[start of Data rows]
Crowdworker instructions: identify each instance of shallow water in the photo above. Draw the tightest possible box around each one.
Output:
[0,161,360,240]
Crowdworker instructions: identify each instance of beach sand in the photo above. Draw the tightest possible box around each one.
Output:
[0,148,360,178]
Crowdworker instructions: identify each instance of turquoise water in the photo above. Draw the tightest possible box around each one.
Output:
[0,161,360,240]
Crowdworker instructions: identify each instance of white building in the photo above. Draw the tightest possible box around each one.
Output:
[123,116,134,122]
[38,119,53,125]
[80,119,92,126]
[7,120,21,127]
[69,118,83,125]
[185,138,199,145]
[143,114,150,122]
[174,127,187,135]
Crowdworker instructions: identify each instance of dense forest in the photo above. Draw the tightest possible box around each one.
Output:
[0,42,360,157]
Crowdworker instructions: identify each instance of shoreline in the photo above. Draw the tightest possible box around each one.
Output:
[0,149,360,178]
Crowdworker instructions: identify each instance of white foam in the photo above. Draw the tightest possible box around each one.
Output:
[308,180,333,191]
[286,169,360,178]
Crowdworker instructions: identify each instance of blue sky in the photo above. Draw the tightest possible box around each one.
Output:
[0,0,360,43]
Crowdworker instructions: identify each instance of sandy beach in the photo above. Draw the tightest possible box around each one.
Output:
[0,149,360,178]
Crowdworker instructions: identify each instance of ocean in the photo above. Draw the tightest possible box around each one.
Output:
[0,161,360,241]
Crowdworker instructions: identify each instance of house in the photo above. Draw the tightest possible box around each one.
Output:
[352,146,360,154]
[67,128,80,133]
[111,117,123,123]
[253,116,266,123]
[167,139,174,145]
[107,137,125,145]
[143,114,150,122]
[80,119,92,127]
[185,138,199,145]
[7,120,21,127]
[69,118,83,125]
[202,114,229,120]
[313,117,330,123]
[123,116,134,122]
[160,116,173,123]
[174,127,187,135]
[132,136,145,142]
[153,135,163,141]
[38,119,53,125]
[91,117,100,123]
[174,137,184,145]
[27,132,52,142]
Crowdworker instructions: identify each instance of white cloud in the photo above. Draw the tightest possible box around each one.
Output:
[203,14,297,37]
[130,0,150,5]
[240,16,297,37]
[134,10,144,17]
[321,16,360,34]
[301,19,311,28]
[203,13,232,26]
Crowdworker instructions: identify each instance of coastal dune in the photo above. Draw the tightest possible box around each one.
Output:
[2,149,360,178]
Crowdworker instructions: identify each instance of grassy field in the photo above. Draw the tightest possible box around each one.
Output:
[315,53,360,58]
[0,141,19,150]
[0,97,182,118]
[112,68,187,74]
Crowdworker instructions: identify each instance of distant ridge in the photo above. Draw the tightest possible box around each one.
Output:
[end of Data rows]
__Problem__.
Shift every bounding-box coordinate by adding 108 to it, and reproduce each line in full from the start of the entries up to and including the line with "[0,148,360,178]".

__Solved problem__.
Crowdworker instructions: identify each instance of shallow water in the photo above. Draw the tightest possible box around each one.
Output:
[108,269,468,348]
Crowdworker instructions: identify each instance of beach sand in the photo above. Draw the tightest possible box around each one.
Output:
[108,256,468,286]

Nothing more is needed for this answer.